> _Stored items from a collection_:
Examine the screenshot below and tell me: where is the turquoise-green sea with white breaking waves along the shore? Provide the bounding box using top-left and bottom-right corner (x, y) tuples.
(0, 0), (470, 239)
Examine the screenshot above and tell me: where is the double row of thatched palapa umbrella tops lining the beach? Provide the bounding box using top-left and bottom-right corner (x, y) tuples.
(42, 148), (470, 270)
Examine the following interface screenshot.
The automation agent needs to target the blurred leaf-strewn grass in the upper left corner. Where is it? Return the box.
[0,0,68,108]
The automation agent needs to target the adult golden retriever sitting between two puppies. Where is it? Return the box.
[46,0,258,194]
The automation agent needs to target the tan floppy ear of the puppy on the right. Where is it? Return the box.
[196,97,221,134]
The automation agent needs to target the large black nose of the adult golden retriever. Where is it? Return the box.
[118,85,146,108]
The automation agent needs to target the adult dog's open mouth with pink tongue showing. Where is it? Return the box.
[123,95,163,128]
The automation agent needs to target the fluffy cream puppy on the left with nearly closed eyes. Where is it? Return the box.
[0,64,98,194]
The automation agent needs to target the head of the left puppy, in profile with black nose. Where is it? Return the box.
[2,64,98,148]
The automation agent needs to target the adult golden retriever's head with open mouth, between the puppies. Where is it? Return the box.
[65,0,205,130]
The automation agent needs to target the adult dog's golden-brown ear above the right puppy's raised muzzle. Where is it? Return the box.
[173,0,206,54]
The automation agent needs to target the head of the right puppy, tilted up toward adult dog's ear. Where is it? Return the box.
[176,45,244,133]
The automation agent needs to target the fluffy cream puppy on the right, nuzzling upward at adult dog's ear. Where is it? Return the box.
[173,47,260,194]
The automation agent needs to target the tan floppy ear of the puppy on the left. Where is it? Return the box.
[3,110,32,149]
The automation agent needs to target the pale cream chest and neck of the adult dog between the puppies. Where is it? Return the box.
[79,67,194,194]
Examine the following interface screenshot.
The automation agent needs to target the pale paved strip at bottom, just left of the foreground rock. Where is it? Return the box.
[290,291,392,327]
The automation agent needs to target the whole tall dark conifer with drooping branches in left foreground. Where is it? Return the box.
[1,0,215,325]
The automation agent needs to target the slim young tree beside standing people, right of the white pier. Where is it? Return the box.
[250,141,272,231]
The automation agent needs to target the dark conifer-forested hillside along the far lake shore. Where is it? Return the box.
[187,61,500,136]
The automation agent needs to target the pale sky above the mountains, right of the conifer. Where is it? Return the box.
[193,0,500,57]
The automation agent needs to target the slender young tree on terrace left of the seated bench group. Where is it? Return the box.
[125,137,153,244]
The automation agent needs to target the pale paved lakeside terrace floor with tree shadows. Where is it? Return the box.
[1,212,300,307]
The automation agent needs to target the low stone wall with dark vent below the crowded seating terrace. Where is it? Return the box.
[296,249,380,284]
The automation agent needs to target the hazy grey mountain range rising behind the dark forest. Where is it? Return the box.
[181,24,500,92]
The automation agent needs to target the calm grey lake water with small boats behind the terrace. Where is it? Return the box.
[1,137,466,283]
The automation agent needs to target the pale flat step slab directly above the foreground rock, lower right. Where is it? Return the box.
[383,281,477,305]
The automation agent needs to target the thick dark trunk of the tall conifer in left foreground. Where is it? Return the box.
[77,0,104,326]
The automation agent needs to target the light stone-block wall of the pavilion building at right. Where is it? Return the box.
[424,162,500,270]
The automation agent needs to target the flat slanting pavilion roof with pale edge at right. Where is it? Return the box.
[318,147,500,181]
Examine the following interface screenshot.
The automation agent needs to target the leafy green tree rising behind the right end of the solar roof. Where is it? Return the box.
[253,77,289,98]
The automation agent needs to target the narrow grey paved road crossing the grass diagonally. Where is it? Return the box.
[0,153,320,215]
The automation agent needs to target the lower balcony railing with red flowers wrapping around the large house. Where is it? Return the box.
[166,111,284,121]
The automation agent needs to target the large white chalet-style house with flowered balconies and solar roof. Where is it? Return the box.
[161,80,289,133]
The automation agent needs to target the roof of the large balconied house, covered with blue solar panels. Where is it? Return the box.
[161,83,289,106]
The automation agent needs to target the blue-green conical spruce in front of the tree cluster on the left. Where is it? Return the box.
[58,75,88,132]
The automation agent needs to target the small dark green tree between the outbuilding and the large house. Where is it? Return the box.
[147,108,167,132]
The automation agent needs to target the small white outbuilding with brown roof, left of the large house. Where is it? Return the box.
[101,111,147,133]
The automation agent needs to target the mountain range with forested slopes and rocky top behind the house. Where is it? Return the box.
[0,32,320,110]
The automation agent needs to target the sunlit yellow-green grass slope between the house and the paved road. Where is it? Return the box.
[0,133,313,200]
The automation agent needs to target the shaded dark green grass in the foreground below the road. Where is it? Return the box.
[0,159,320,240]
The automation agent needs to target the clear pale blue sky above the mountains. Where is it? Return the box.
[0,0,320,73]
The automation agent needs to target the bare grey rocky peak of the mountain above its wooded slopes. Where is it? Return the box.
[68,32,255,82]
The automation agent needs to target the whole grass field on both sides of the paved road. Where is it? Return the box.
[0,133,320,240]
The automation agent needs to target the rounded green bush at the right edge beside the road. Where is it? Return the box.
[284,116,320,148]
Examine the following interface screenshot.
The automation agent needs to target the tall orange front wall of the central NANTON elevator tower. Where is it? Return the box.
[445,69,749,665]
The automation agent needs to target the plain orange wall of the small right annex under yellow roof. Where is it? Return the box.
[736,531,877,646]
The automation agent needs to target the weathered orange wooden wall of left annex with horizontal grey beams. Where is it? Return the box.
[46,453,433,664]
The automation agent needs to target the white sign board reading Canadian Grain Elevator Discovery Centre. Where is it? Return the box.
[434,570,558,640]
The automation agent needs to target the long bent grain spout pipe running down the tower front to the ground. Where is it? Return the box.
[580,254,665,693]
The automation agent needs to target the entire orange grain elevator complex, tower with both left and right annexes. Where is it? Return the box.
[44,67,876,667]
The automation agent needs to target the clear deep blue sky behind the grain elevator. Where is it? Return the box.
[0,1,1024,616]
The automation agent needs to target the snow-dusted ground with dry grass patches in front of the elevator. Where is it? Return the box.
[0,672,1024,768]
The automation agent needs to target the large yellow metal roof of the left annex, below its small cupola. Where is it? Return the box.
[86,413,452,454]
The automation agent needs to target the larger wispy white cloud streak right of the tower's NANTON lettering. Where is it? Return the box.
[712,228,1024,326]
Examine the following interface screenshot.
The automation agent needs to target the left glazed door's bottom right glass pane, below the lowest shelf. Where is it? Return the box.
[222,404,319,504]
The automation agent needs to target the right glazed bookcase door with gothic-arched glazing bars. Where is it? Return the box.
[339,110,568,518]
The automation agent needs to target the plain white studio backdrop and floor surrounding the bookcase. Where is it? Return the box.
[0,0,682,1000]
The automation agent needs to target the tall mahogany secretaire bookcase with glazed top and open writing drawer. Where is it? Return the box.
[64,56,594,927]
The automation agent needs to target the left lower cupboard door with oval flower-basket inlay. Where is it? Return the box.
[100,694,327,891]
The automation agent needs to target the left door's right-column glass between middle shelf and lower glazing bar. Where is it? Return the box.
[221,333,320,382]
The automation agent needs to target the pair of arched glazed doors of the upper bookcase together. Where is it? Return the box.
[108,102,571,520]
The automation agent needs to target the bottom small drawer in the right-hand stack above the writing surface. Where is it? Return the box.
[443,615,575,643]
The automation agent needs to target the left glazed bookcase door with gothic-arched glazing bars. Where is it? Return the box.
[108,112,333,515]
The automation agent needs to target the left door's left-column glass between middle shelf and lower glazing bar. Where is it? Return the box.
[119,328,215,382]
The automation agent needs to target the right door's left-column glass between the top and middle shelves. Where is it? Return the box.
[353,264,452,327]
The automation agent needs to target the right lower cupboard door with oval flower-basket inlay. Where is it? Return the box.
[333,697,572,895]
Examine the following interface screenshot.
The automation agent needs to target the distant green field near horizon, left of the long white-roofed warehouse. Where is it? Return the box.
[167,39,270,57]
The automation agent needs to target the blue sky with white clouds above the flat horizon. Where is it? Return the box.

> _Problem_:
After finding the line that contains "The automation agent needs to target the left door's left-column" in the records above, copy that line and each one after it exactly, through the final line.

> _Task output_:
The automation agent needs to target the left door's left-column glass between middle shelf and lower glazing bar. Where is it? Return the box.
[119,328,215,382]
The automation agent needs to target the right door's left-column glass between the top and middle shelves. Where is it? Return the box.
[353,264,452,327]
The automation agent needs to target the right lower cupboard door with oval flower-basket inlay. Where is it? Return the box.
[333,697,572,895]
Examine the following interface screenshot.
The automation agent needs to target the distant green field near horizon, left of the long white-roofed warehouse. Where is it? Return the box.
[167,39,270,57]
The automation agent needs to target the blue sky with white clouds above the flat horizon. Where is it? Return the box.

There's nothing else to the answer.